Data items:
........

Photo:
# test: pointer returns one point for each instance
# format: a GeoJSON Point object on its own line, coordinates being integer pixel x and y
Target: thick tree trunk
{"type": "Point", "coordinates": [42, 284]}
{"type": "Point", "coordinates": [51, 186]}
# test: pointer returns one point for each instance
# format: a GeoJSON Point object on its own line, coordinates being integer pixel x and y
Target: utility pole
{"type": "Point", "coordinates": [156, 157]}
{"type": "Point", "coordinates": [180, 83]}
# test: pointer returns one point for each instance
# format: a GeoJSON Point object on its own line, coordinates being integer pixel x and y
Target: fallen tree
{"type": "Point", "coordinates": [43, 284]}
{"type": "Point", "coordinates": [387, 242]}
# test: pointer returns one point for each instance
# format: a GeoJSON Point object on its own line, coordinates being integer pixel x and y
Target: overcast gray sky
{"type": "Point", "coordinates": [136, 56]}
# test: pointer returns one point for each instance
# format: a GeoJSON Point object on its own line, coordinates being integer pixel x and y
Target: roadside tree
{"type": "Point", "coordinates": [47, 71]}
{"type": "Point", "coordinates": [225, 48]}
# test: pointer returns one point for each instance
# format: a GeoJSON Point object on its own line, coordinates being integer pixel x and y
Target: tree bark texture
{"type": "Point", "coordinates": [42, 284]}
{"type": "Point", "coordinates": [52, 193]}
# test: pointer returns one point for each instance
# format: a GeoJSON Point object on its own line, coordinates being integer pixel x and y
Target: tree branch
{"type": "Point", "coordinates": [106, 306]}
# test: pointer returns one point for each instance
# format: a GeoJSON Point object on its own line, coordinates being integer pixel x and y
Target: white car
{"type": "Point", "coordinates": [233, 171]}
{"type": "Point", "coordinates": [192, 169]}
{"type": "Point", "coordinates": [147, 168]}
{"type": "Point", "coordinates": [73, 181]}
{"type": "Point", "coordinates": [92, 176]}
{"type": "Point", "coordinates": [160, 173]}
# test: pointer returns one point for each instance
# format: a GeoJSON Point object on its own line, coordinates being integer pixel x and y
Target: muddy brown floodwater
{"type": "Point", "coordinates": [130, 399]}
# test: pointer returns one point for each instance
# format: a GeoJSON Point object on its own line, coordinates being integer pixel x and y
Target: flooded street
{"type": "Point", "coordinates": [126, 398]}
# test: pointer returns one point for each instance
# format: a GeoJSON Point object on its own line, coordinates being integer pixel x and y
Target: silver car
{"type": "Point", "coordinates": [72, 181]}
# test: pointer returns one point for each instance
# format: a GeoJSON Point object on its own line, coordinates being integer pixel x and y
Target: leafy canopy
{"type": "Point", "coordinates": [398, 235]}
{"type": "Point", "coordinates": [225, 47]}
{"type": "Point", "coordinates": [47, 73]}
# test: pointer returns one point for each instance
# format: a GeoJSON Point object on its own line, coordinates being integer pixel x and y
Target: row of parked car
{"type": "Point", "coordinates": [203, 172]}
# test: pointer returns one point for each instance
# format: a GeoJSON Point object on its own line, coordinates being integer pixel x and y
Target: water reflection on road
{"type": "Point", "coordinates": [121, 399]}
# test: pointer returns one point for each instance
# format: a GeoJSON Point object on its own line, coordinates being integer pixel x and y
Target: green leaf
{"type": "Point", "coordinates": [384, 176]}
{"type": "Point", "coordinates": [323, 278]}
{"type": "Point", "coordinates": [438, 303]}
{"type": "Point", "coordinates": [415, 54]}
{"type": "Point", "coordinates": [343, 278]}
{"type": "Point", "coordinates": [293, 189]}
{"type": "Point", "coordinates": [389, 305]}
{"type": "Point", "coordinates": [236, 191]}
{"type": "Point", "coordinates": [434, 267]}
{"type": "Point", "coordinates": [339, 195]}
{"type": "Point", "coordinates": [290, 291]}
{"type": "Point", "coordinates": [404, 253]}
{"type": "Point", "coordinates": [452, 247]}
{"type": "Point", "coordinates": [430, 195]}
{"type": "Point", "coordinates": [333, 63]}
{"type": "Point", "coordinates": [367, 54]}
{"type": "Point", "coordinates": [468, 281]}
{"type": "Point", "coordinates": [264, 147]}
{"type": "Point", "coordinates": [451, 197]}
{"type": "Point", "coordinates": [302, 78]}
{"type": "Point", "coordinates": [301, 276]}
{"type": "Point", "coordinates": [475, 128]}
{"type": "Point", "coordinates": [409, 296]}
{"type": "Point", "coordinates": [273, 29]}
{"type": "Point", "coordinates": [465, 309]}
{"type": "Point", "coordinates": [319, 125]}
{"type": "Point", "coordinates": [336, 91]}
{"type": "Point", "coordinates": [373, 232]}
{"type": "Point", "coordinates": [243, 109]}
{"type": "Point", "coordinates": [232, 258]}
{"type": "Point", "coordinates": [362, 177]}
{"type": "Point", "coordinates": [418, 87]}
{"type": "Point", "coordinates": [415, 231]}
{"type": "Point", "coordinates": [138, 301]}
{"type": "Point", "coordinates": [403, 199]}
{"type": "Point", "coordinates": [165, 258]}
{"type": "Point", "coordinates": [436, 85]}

........

The entries above should be copied out exactly, with none left out.

Photo:
# test: pointer returns one point for each instance
# format: a GeoJSON Point object on its own line, coordinates being integer pixel x and y
Target: thick tree trunk
{"type": "Point", "coordinates": [42, 284]}
{"type": "Point", "coordinates": [51, 186]}
# test: pointer returns one point for each instance
# format: a GeoJSON Point object on its own line, coordinates being integer pixel x and y
Target: utility pole
{"type": "Point", "coordinates": [156, 157]}
{"type": "Point", "coordinates": [180, 83]}
# test: pointer returns one point for each instance
# format: a GeoJSON Point object on its own line, coordinates being integer pixel x and y
Target: fallen tree
{"type": "Point", "coordinates": [43, 284]}
{"type": "Point", "coordinates": [387, 242]}
# test: pointer returns one point for each instance
# format: a GeoJSON Point object on its own line, coordinates being integer pixel x and y
Target: overcast gray sky
{"type": "Point", "coordinates": [136, 56]}
# test: pointer returns one point for each instance
# format: a GeoJSON Point object on its own line, coordinates being integer pixel x and y
Target: roadside tree
{"type": "Point", "coordinates": [47, 71]}
{"type": "Point", "coordinates": [225, 48]}
# test: pointer returns one point for each instance
# format: a GeoJSON Point object on its own line, coordinates being integer pixel x and y
Target: tree bark texture
{"type": "Point", "coordinates": [42, 284]}
{"type": "Point", "coordinates": [52, 193]}
# test: pointer returns one point for each instance
# format: a GeoJSON Point object on its own line, coordinates being integer pixel x and y
Target: tree branch
{"type": "Point", "coordinates": [106, 306]}
# test: pointer returns one point for each instance
# format: a GeoJSON Point object on its own line, coordinates being integer pixel x and y
Target: white car
{"type": "Point", "coordinates": [233, 171]}
{"type": "Point", "coordinates": [192, 169]}
{"type": "Point", "coordinates": [147, 168]}
{"type": "Point", "coordinates": [73, 181]}
{"type": "Point", "coordinates": [92, 176]}
{"type": "Point", "coordinates": [160, 173]}
# test: pointer returns one point for each instance
# format: a GeoJSON Point object on its own line, coordinates being integer pixel x and y
Target: muddy brown floodwater
{"type": "Point", "coordinates": [130, 399]}
# test: pointer returns one point for each instance
# format: a GeoJSON Point object on its own line, coordinates being integer pixel x and y
Target: flooded street
{"type": "Point", "coordinates": [126, 398]}
# test: pointer returns one point for each instance
# format: a GeoJSON Point object on its own line, coordinates being integer pixel x and y
Target: silver car
{"type": "Point", "coordinates": [72, 181]}
# test: pointer returns one point for each instance
# format: a GeoJSON Point object on its own line, coordinates being integer pixel x and y
Target: leafy canopy
{"type": "Point", "coordinates": [398, 235]}
{"type": "Point", "coordinates": [225, 47]}
{"type": "Point", "coordinates": [47, 73]}
# test: pointer returns one point for each instance
# format: a GeoJSON Point object on its own line, coordinates being integer pixel x and y
Target: row of parked car
{"type": "Point", "coordinates": [203, 172]}
# test: pointer returns one point for each instance
# format: a GeoJSON Point object on its own line, coordinates being integer pixel x and y
Target: water reflection on road
{"type": "Point", "coordinates": [121, 399]}
# test: pointer returns one point for each instance
# format: a GeoJSON Point object on its own line, coordinates being integer pixel x and y
Target: green leaf
{"type": "Point", "coordinates": [384, 176]}
{"type": "Point", "coordinates": [323, 278]}
{"type": "Point", "coordinates": [438, 303]}
{"type": "Point", "coordinates": [415, 54]}
{"type": "Point", "coordinates": [343, 278]}
{"type": "Point", "coordinates": [293, 189]}
{"type": "Point", "coordinates": [389, 305]}
{"type": "Point", "coordinates": [236, 191]}
{"type": "Point", "coordinates": [434, 267]}
{"type": "Point", "coordinates": [339, 195]}
{"type": "Point", "coordinates": [290, 291]}
{"type": "Point", "coordinates": [404, 253]}
{"type": "Point", "coordinates": [452, 247]}
{"type": "Point", "coordinates": [430, 195]}
{"type": "Point", "coordinates": [333, 63]}
{"type": "Point", "coordinates": [367, 54]}
{"type": "Point", "coordinates": [468, 281]}
{"type": "Point", "coordinates": [264, 147]}
{"type": "Point", "coordinates": [451, 197]}
{"type": "Point", "coordinates": [302, 78]}
{"type": "Point", "coordinates": [301, 276]}
{"type": "Point", "coordinates": [475, 128]}
{"type": "Point", "coordinates": [409, 296]}
{"type": "Point", "coordinates": [273, 29]}
{"type": "Point", "coordinates": [465, 309]}
{"type": "Point", "coordinates": [319, 125]}
{"type": "Point", "coordinates": [336, 91]}
{"type": "Point", "coordinates": [373, 232]}
{"type": "Point", "coordinates": [243, 109]}
{"type": "Point", "coordinates": [232, 258]}
{"type": "Point", "coordinates": [362, 177]}
{"type": "Point", "coordinates": [418, 87]}
{"type": "Point", "coordinates": [415, 231]}
{"type": "Point", "coordinates": [138, 301]}
{"type": "Point", "coordinates": [403, 199]}
{"type": "Point", "coordinates": [165, 258]}
{"type": "Point", "coordinates": [436, 85]}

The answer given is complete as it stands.